■ **What the exercise asks**:
Pull out every line of the items below that contains the string "brown", matching case exactly.

■ **Source material**:
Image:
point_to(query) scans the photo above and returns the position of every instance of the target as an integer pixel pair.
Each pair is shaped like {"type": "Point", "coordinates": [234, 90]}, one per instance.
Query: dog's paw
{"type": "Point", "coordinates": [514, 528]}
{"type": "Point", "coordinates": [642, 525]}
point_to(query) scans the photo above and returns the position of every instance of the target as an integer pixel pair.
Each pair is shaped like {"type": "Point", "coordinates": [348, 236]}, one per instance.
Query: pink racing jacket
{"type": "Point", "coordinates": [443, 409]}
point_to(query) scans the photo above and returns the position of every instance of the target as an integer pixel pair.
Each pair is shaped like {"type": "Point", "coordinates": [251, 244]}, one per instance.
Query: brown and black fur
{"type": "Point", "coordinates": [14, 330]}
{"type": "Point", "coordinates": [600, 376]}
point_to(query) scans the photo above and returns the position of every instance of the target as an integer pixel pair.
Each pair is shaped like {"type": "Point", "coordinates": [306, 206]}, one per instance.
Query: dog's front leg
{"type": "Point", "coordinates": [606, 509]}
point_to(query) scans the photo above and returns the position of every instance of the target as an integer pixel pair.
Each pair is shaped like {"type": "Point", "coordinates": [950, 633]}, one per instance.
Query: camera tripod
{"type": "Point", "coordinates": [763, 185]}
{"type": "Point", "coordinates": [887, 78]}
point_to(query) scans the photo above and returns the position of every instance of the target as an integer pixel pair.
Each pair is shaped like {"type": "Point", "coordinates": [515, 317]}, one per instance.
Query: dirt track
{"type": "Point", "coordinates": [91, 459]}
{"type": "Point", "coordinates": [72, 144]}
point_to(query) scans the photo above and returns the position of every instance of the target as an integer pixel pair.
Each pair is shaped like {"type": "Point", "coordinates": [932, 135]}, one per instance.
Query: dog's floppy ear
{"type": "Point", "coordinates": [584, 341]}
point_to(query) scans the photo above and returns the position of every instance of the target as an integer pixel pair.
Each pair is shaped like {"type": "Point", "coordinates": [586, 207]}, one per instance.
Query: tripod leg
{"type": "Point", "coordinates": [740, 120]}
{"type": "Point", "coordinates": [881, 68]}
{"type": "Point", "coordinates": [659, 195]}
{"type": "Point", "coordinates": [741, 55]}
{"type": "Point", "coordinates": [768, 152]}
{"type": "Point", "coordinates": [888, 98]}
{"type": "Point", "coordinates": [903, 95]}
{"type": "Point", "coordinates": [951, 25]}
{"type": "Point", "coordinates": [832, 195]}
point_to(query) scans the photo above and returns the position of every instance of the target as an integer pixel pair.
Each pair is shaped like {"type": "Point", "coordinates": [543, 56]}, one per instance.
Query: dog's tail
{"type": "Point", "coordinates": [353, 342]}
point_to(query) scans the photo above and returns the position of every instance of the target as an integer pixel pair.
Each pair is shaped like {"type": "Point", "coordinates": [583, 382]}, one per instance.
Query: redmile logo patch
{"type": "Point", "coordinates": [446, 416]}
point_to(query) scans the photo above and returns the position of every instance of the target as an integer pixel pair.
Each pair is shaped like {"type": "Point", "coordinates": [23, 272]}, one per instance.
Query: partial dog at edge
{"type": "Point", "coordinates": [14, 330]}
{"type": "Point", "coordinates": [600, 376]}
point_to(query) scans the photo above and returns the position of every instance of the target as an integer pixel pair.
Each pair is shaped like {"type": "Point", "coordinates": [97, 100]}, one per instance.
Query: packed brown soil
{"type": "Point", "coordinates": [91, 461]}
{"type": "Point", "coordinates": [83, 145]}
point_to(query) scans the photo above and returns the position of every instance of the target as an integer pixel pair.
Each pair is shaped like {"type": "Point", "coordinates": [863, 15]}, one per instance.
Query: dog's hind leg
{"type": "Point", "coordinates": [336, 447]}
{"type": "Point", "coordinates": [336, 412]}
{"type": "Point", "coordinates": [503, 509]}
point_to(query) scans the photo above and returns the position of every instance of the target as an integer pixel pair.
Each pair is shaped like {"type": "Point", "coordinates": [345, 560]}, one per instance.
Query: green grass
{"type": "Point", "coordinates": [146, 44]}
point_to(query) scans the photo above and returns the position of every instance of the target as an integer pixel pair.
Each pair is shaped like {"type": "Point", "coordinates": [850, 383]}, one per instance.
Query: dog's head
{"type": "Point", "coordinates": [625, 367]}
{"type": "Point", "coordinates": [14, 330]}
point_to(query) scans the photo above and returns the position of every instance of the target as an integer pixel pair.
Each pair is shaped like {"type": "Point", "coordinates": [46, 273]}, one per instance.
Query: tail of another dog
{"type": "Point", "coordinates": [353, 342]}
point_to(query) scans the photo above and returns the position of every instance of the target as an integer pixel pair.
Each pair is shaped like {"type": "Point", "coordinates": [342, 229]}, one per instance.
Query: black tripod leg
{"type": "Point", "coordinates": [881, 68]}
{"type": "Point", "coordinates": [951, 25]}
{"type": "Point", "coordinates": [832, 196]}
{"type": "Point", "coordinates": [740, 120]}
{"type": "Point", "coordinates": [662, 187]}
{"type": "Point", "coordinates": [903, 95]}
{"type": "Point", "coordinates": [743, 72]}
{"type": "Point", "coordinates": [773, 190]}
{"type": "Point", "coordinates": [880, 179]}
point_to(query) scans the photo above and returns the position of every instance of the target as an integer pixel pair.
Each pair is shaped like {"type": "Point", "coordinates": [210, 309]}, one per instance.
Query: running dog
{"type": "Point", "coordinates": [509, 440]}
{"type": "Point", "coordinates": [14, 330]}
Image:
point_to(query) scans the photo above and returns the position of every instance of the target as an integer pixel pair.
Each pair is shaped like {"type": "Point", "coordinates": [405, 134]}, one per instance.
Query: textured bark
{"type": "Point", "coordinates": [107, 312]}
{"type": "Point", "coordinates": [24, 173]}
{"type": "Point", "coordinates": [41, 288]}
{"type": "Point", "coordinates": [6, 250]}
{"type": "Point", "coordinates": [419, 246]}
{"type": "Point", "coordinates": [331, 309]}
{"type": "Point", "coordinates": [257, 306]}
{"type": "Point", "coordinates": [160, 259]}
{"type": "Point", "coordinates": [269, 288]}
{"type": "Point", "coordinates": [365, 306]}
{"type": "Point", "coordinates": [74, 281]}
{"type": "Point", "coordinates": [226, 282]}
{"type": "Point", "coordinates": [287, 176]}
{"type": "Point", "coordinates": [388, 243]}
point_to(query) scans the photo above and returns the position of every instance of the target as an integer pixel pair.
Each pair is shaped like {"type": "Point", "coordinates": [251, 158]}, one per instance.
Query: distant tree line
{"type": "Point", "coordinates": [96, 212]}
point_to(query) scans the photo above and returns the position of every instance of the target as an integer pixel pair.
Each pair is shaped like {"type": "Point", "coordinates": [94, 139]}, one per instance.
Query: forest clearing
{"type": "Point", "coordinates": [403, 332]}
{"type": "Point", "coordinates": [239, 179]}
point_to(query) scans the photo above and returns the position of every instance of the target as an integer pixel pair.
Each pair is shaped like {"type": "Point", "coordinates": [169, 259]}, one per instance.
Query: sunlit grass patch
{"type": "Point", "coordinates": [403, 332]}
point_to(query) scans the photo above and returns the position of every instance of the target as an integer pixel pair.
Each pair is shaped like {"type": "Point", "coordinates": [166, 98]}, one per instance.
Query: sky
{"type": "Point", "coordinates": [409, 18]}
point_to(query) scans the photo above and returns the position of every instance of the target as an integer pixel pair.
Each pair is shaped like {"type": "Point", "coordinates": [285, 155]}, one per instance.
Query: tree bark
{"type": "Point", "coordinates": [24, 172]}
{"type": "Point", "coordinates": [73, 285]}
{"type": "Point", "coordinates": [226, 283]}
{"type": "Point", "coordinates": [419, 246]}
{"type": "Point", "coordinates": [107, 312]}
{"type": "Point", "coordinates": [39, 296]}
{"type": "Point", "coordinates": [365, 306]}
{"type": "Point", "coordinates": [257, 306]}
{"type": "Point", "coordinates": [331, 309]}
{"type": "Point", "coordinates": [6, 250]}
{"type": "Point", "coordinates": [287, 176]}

■ **Output of the exercise**:
Query: brown and black fur
Query: packed brown soil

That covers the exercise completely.